▶ [Work to be completed] Copy out the data below from the line containing "Query: curb" to the line containing "Emit one marker per instance in this form: [(532, 155)].", both lines included, with all images left out.

▶ [Materials provided]
== == ==

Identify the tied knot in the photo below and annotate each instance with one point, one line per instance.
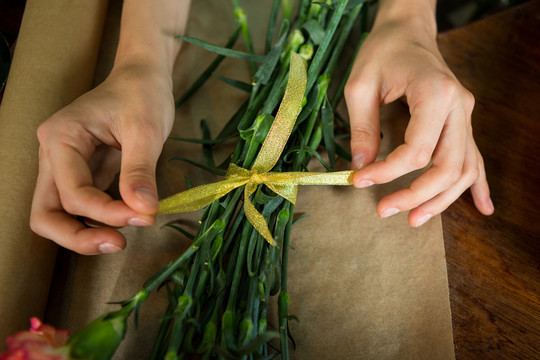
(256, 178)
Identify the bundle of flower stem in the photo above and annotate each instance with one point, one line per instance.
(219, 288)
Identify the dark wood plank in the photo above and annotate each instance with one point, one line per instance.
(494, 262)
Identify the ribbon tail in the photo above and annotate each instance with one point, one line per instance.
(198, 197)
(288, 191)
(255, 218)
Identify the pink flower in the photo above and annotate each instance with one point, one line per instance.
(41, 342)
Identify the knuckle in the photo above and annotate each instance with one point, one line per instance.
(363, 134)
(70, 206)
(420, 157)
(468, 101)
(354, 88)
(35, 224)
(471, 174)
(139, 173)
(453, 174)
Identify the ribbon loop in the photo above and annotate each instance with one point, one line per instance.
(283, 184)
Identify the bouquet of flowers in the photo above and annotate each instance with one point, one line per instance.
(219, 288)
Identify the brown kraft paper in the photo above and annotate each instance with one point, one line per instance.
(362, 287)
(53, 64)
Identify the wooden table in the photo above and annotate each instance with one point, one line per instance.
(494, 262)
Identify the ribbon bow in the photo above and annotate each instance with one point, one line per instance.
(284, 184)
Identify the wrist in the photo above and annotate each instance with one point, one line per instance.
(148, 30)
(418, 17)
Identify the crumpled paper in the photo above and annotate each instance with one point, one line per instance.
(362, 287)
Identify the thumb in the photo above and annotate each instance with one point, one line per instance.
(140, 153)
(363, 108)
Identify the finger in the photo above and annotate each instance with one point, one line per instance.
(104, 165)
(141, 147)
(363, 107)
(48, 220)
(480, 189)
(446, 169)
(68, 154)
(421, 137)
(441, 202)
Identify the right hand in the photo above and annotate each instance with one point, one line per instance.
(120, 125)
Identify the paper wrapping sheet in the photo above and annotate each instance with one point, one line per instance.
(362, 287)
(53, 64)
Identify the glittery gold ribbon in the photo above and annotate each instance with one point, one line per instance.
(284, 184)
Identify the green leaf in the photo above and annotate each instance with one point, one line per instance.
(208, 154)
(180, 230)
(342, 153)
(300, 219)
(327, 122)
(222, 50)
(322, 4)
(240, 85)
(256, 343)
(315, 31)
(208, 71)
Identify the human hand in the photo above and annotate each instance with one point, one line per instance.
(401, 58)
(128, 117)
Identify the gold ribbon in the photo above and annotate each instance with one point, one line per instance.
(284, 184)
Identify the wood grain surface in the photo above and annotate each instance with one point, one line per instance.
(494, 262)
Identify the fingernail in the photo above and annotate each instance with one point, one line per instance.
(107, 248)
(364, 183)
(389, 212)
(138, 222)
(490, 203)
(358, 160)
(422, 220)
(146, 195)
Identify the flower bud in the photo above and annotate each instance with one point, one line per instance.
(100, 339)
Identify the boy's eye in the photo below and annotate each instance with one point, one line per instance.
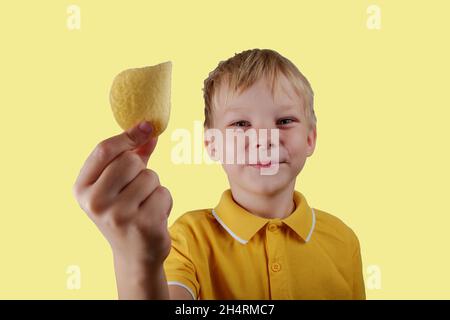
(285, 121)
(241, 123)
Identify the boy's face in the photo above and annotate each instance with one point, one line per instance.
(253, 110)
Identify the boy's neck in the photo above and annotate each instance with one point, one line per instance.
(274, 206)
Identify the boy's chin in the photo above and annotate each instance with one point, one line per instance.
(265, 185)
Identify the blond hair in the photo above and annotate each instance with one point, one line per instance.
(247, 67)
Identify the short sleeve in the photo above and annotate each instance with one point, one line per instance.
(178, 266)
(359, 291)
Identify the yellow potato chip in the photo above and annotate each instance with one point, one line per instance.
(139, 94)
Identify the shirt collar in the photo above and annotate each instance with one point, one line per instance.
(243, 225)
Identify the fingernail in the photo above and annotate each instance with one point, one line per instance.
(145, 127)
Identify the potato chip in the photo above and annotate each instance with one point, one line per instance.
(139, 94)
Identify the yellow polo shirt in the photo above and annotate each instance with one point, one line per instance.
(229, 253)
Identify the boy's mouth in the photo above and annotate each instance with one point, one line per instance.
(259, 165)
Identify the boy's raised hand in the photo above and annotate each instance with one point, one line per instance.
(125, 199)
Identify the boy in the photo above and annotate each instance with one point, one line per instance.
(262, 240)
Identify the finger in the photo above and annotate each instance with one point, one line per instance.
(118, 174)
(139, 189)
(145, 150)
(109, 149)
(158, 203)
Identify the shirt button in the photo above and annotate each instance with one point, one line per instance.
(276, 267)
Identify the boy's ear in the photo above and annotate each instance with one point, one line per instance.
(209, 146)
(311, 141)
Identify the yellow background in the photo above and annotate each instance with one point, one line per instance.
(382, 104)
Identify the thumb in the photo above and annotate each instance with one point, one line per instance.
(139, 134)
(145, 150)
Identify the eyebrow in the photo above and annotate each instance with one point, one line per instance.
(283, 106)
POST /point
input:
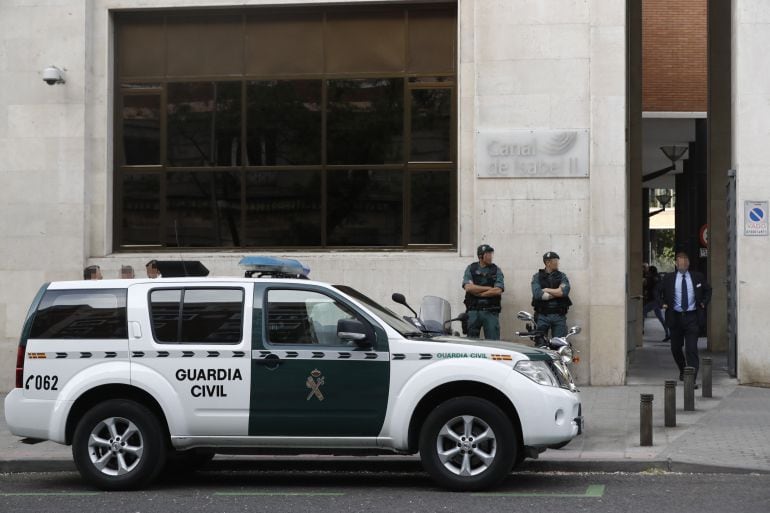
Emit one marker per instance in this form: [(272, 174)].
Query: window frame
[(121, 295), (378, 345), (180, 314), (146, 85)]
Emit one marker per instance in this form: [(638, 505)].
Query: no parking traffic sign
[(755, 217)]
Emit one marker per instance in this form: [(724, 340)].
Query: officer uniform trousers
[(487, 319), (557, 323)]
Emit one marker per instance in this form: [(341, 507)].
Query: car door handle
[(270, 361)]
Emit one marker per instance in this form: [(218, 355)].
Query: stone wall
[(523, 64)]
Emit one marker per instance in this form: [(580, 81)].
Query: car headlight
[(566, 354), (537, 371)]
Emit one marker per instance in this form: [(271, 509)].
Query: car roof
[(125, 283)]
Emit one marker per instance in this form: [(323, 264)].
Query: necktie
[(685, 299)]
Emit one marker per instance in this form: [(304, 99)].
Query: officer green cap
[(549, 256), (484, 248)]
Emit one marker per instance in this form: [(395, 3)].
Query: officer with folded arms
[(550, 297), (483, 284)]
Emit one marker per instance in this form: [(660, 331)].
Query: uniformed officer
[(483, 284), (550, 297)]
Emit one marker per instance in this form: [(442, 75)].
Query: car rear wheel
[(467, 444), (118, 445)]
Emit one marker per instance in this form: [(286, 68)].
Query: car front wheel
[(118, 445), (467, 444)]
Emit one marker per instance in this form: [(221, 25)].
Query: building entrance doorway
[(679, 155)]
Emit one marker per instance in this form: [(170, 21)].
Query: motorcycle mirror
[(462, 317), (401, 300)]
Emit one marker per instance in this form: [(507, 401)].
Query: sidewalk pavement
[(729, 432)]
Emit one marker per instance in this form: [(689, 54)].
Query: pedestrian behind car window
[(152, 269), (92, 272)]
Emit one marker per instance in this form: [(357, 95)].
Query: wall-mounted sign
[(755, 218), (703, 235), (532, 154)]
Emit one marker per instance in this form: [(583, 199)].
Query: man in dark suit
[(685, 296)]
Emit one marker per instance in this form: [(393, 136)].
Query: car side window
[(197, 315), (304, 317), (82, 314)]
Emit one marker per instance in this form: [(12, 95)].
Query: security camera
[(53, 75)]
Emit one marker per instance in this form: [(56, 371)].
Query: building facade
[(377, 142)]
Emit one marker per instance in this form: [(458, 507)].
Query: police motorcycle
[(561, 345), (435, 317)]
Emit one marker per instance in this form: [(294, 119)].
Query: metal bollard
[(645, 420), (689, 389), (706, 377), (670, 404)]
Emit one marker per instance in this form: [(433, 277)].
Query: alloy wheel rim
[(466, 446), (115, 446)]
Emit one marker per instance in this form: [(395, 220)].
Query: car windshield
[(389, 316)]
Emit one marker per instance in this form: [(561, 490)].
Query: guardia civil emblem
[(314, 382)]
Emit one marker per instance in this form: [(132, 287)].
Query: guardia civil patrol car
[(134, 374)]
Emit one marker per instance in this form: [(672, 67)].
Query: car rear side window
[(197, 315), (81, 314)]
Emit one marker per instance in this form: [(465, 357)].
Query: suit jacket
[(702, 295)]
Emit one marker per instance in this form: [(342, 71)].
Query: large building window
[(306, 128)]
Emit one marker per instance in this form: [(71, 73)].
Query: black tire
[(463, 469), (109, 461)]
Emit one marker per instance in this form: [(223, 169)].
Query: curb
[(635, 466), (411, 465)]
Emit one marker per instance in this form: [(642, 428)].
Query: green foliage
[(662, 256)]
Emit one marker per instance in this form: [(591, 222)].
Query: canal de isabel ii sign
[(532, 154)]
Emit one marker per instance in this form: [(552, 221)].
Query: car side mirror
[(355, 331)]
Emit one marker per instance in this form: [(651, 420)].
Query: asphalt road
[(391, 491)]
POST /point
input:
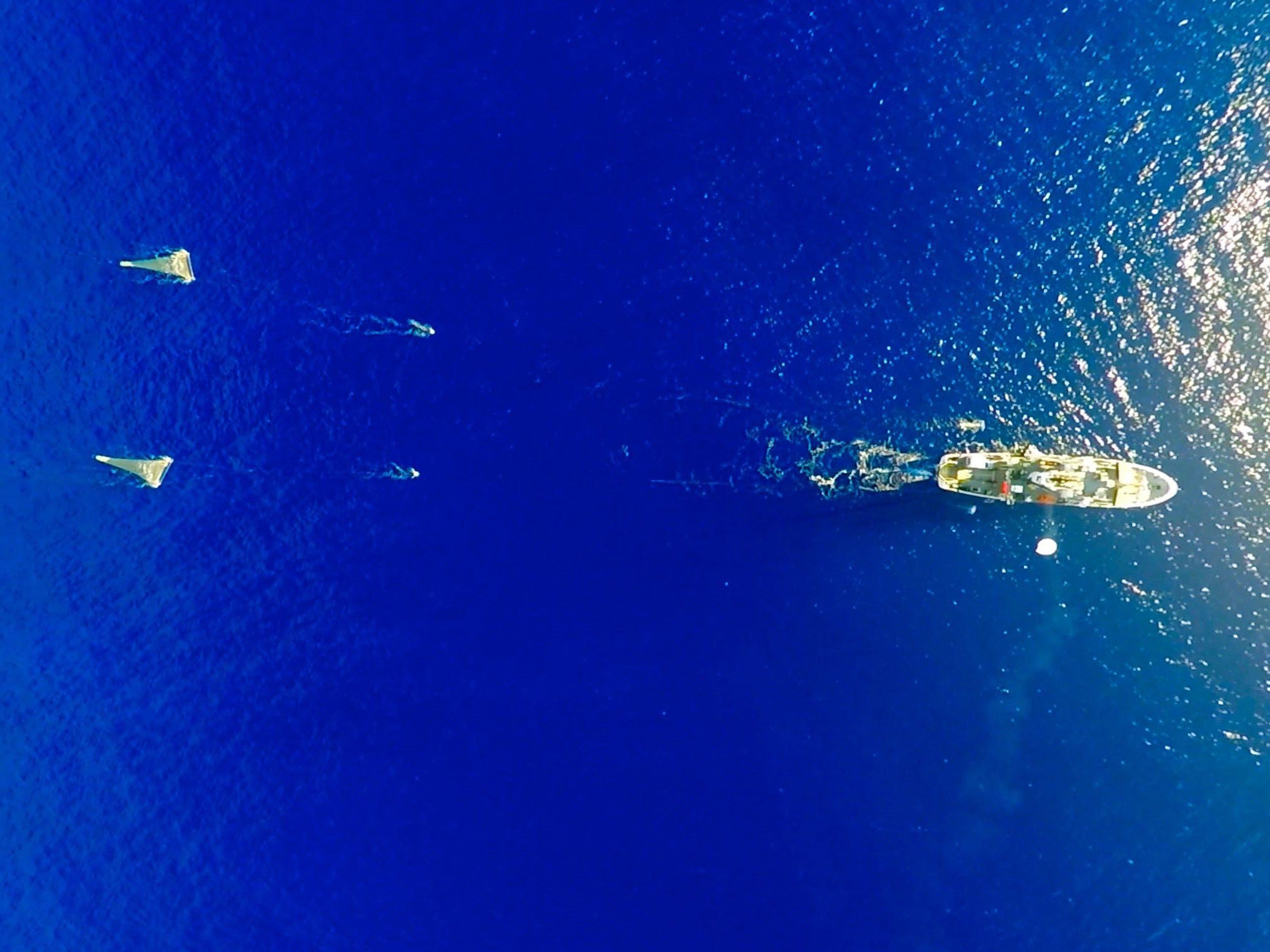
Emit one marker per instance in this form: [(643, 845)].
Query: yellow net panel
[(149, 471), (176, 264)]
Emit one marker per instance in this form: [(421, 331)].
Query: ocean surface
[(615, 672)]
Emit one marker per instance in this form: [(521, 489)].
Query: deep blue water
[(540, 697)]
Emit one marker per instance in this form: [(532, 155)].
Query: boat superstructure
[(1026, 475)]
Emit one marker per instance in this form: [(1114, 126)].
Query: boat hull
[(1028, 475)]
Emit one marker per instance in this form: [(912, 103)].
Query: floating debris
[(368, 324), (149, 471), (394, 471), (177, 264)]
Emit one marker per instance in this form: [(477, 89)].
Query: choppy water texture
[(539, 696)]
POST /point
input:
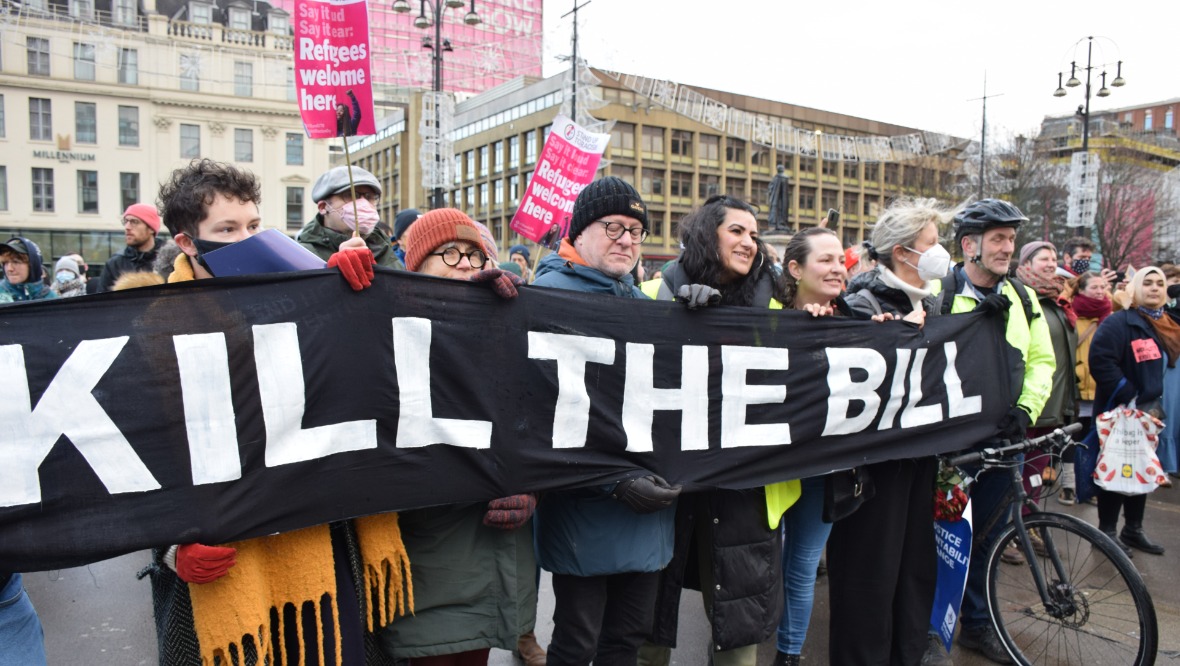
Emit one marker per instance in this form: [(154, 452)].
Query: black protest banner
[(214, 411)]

== == ==

▶ [Response to this task]
Query: curb
[(635, 466), (411, 465)]
Emit one marker per instance in this form: [(642, 428)].
Query: green foliage
[(662, 256)]
Emit one marker per instance in this form: [(591, 222)].
Query: canal de isabel ii sign
[(532, 154)]
Emit one marker per instance in this form: [(552, 221)].
Query: car side mirror
[(355, 331)]
Emit one marker per instance in this form: [(651, 420)].
Query: asphalt road
[(391, 491)]
POST /point
input:
Emit one marker per instance in this form: [(643, 845)].
Query: yellow net panel
[(149, 471), (176, 264)]
Emit one marker per instance in this form: [(421, 331)].
Query: ocean surface
[(615, 672)]
Emit one marker per instance in this form: [(521, 489)].
Query: deep blue water
[(540, 697)]
Emit one marker per instance in this form: [(532, 155)].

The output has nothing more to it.